### YOUR INSTRUCTIONS
Please copy the lines below word for word, from the line containing "Annotation round 2 (review). The target object is snowy" up to and including the line containing "0,478,1456,817".
* BEGIN MATERIAL *
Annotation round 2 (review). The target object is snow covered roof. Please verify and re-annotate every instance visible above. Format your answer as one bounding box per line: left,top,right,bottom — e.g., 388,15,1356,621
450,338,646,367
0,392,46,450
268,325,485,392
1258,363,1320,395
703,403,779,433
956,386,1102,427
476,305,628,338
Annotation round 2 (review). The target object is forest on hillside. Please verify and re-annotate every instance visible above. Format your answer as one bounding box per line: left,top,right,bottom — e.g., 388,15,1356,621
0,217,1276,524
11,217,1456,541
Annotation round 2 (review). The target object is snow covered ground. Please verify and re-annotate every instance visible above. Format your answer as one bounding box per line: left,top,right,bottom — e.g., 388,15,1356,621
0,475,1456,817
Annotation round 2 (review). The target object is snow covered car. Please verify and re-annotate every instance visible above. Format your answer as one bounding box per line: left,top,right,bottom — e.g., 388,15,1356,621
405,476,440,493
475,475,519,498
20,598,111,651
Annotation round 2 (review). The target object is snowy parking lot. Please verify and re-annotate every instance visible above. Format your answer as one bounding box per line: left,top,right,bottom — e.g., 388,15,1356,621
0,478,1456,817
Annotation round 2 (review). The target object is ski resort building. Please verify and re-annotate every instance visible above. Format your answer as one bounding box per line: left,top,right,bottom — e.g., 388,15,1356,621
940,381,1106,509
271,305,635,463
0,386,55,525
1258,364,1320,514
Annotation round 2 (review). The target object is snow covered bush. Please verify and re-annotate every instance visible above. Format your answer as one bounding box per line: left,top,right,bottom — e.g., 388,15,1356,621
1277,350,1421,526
* END MATERIAL *
### FINAL RESULT
Annotation round 2 (review). The target object is snowy parking lot. Please verify and re-annotate every instance visible above. Format your answer as one bounding box per line: left,top,right,bottom — e.g., 388,15,1356,621
0,478,1456,817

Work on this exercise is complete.